Reproduce all of the data exactly. Images are not to appear in the reply.
------------------------------
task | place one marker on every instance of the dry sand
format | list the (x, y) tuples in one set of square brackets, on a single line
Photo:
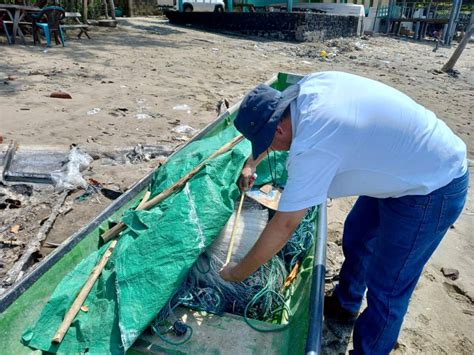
[(146, 66)]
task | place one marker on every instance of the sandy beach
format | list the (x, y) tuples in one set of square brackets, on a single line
[(138, 83)]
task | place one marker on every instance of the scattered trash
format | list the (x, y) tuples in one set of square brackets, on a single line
[(60, 95), (143, 116), (94, 111), (69, 177), (184, 129), (137, 155), (182, 107), (12, 203), (450, 273), (109, 193)]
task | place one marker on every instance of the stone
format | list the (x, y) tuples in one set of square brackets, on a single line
[(450, 273)]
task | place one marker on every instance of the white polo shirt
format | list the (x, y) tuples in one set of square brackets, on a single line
[(354, 136)]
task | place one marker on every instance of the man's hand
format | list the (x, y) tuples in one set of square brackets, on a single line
[(226, 272), (246, 178)]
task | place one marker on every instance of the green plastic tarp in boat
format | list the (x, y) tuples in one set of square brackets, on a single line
[(152, 256)]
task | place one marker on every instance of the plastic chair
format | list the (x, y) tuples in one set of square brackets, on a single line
[(53, 16)]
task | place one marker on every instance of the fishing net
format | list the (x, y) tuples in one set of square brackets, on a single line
[(261, 296)]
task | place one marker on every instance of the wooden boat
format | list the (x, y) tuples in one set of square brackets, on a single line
[(21, 305)]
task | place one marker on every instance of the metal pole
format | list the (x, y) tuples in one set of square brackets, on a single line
[(316, 305)]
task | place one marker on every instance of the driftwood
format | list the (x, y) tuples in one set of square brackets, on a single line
[(15, 273), (119, 227)]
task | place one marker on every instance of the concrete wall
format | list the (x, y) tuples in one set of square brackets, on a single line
[(296, 26)]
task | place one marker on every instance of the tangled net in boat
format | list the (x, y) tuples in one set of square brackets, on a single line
[(261, 295)]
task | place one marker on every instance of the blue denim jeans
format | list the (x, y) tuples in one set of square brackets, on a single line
[(386, 244)]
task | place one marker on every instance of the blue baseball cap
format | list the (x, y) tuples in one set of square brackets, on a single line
[(260, 112)]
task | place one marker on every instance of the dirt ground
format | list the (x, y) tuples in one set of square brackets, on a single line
[(135, 84)]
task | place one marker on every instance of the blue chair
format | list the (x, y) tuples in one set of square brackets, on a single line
[(49, 21)]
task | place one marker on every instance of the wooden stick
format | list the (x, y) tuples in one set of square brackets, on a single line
[(119, 227), (144, 200), (234, 229), (82, 295)]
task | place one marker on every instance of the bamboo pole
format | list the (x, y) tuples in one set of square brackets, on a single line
[(144, 204), (81, 297), (119, 227), (234, 229)]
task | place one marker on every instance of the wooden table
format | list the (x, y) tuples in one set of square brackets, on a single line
[(16, 14)]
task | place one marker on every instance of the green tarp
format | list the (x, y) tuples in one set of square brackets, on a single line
[(152, 257)]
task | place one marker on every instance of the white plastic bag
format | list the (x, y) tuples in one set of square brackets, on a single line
[(70, 177)]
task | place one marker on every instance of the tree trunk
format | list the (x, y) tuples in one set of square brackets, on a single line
[(457, 53)]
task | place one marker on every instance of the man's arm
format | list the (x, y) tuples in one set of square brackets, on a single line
[(275, 235), (245, 181)]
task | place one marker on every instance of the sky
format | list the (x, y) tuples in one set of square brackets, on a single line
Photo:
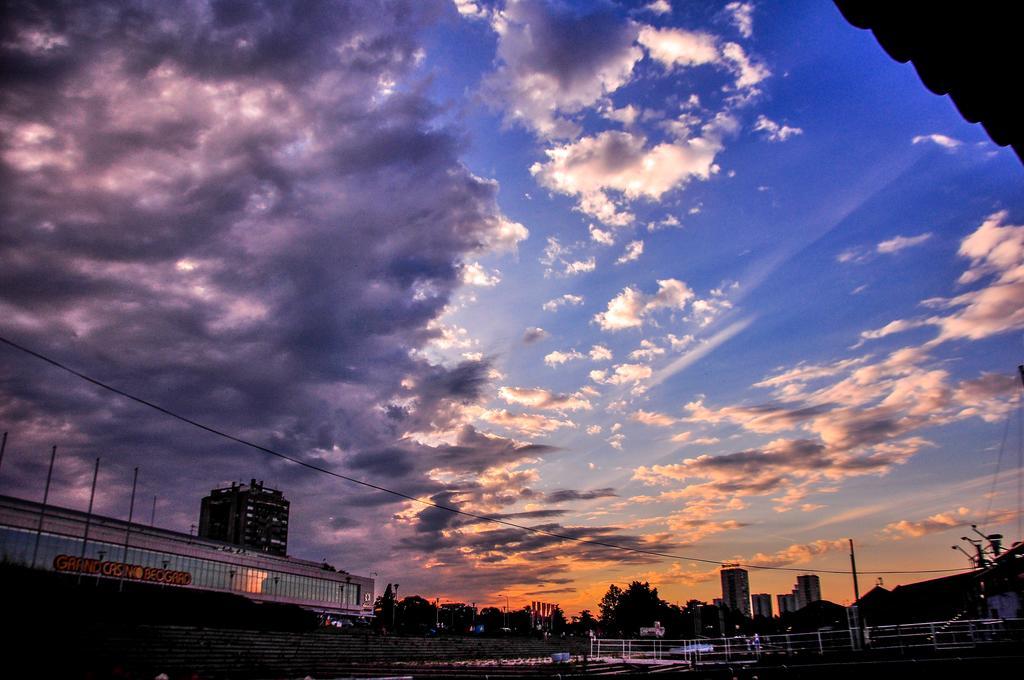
[(713, 279)]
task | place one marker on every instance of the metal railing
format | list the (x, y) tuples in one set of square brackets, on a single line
[(934, 635)]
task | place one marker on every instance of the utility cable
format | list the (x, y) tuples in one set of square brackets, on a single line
[(360, 482)]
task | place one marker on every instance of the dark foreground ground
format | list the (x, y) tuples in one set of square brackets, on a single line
[(59, 628)]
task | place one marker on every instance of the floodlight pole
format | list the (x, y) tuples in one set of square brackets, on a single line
[(88, 518), (42, 511)]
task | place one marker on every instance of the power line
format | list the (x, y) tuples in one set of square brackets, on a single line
[(523, 527)]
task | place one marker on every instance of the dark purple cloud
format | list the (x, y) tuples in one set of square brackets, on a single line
[(226, 208)]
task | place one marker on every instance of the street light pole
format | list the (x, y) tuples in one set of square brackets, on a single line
[(394, 605)]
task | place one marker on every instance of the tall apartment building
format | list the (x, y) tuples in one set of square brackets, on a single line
[(249, 515), (736, 589), (808, 590), (786, 603), (761, 604)]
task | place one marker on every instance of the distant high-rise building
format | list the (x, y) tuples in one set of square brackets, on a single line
[(736, 589), (761, 604), (251, 515), (808, 590), (786, 603)]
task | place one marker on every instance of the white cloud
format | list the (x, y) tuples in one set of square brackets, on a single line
[(623, 374), (556, 260), (940, 139), (558, 357), (675, 47), (537, 397), (629, 308), (774, 131), (504, 235), (679, 344), (565, 300), (647, 351), (741, 14), (628, 115), (603, 237), (749, 73), (995, 250), (899, 243), (622, 163), (580, 266), (554, 62), (471, 9), (529, 424), (653, 418), (669, 222), (474, 274), (535, 334), (634, 250), (658, 7)]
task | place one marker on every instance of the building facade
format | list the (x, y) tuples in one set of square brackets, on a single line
[(786, 603), (250, 515), (69, 541), (736, 590), (761, 604), (808, 590)]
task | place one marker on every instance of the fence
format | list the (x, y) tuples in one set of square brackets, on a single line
[(937, 635)]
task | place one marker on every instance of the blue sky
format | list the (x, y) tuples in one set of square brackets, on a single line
[(793, 226), (716, 279)]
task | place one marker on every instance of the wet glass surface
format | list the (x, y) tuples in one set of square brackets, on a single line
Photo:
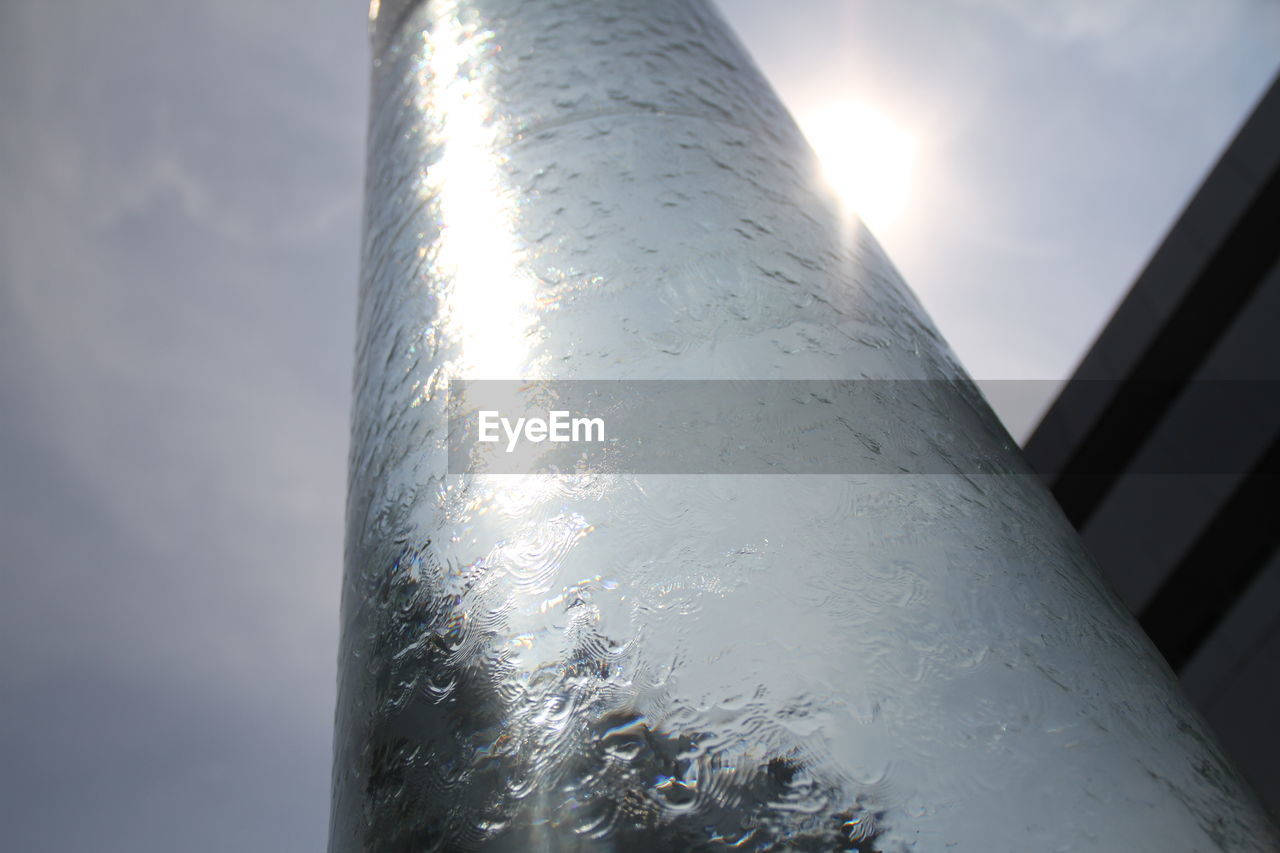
------------------------------
Your response:
task | place one marker on every instance of the dry sand
format | list the (x, y) tuples in one set of square brackets, on a single line
Photo:
[(146, 66)]
task | place one marker on every instance of the sandy beach
format | list the (x, y) tuples in one set of square brackets, on a single line
[(138, 83)]
task | place one marker on every instance of the scattered trash
format | list the (x, y) tuples in one set of square brackets, on a single line
[(60, 95), (143, 116), (94, 111), (69, 177), (184, 129), (137, 155), (182, 107), (12, 203), (450, 273), (109, 193)]
task | place one marker on every instance of the stone
format | list the (x, y) tuples in one set of square brackets, on a single line
[(450, 273)]
task | place one marker on every instance of the white polo shirt
format | list the (x, y) tuples in one set of square brackets, on a single line
[(354, 136)]
task | place one marker on every instance of the man's hand
format | list the (x, y) tuples in one set of square brackets, on a single line
[(226, 272), (246, 178)]
task | place one marker on every instance of the green plastic tarp in boat
format | list the (x, y) tuples in one set of square brackets, on a single line
[(152, 256)]
task | place one marker on every instance of the plastic chair
format | list the (x, y) tuples in one set of square brackets, on a single line
[(53, 16)]
task | place one marker on every instance of the fishing net
format | list the (x, y) tuples in one set of square brackets, on a single line
[(261, 296)]
task | place one marker on every instance of the wooden boat
format | list the (x, y) tuples in one set of square brackets, on a single line
[(21, 305)]
task | place one marker on every instance of the metal pole
format | list the (x, y) tuples in one set of square brackets, on a single line
[(316, 305)]
task | place one marker on every instance of the driftwood
format | list the (x, y) tuples in one set of square brackets, on a single line
[(15, 273), (119, 227)]
task | place one marker on every instance of the concrete wall
format | list the (x, y) tuples in one set of square brackets, on a single line
[(296, 26)]
task | place one marker on every instance of the tangled net in boat
format | list the (x, y) tuples in one set of square brackets, on a single line
[(261, 295)]
task | place one marker on every instance of the blue denim jeans
format | list the (x, y) tuples in one set of square brackets, on a single line
[(386, 244)]
task | place one marker on every instance of the blue baseball cap
format | list the (x, y) tuples in one set of square brackets, on a single line
[(260, 112)]
task | place one marker on every instance of the dirt ground
format | list the (x, y) tuples in one set of square brackets, on a single line
[(135, 84)]
task | place one marker on every instance of the blue chair
format | list the (x, y) tuples in one set of square brackets, on a single line
[(49, 21)]
task | place one marker on every instance of the wooden stick
format | list the (x, y) tuples in one set of square brackets, on a single line
[(119, 227), (144, 200), (234, 229), (82, 295)]
task | place one marker on every instance of the bamboo pole
format | list the (x, y) tuples in one set of square brackets, on a single line
[(144, 204), (81, 297), (119, 227), (234, 229)]
task | place one marker on every instance of the wooden table
format | list the (x, y) tuples in one set of square brackets, on a single line
[(16, 14)]
task | place one marker on every instance of the green tarp
format | list the (x, y) tuples in one set of square brackets, on a single line
[(152, 257)]
task | place one marker on every instance of the white plastic bag
format | list the (x, y) tuples in one set of square brackets, on a single line
[(70, 177)]
task | place one marker on every instance of the tree trunk
format | list the (x, y) tuples in one set of square brackets, on a single line
[(457, 53)]
task | place one marker on every instance of the man's arm
format | list the (x, y) tuples in one set of square brackets, on a single line
[(275, 235), (245, 181)]
task | place one marker on every instance of the sky
format | list the (x, y) tuples in one set of square brackets, on a single line
Photo:
[(713, 279)]
task | place one marker on every instance of the metal railing
format | list the (x, y) tuples in one set of square brackets, on a single line
[(934, 635)]
task | place one marker on every instance of the utility cable
format | list the (x, y) tuples in one set of square brackets, on a single line
[(360, 482)]
task | place one marker on every instance of the dark foreground ground
format | list the (x, y) tuples in one set of square brackets, on a single line
[(59, 628)]
task | place one marker on every instance of the floodlight pole
format | list the (x, y) tuples in one set of square brackets, on a single line
[(88, 518), (42, 511)]
task | place one marker on every instance of the power line
format | list the (x, y) tuples in one set of square brackets, on a single line
[(523, 527)]
task | place one marker on every instance of the dark purple cloud
format | list the (x, y) tuples in one set of square brackets, on a single line
[(226, 208)]
task | place one marker on every instance of the street light pole
format | list the (x, y) tuples in one set of square brackets, on a single line
[(394, 605)]
task | place one marker on every instance of the tall apartment building
format | list the (x, y) tuples in one set of square brackets, on a single line
[(249, 515), (736, 589), (808, 590), (786, 603), (761, 604)]
task | place one marker on every instance of the distant high-rise building
format | list the (x, y) tuples in one set of square brackets, on a single line
[(736, 589), (761, 604), (251, 515), (808, 590), (786, 603)]
task | place one marker on every instance of the white cloud
format | list the (x, y) tuples in one set of square brackets, on a single line
[(623, 374), (556, 260), (940, 139), (558, 357), (675, 47), (537, 397), (629, 308), (774, 131), (504, 235), (679, 344), (565, 300), (647, 351), (741, 14), (628, 115), (603, 237), (749, 73), (995, 250), (899, 243), (622, 163), (580, 266), (554, 62), (471, 9), (529, 424), (653, 418), (669, 222), (474, 274), (535, 334), (634, 250), (658, 7)]
task | place one marker on every instance of the building facade
format | list the (x, y) tuples in one set of square brackets, on a single line
[(786, 603), (250, 515), (69, 541), (736, 590), (761, 604), (808, 590)]
task | place one marker on every instance of the fence
format | list the (x, y) tuples in one set of square brackets, on a single line
[(937, 635)]
task | place one marker on every instance of the blue sky
format | list the (x, y) tuples in one set of square brackets, on a single line
[(793, 226), (716, 279)]
task | place one marker on every instance of the wet glass surface
format | list the (x, y) tuples in one set of square brackets, on a single line
Photo:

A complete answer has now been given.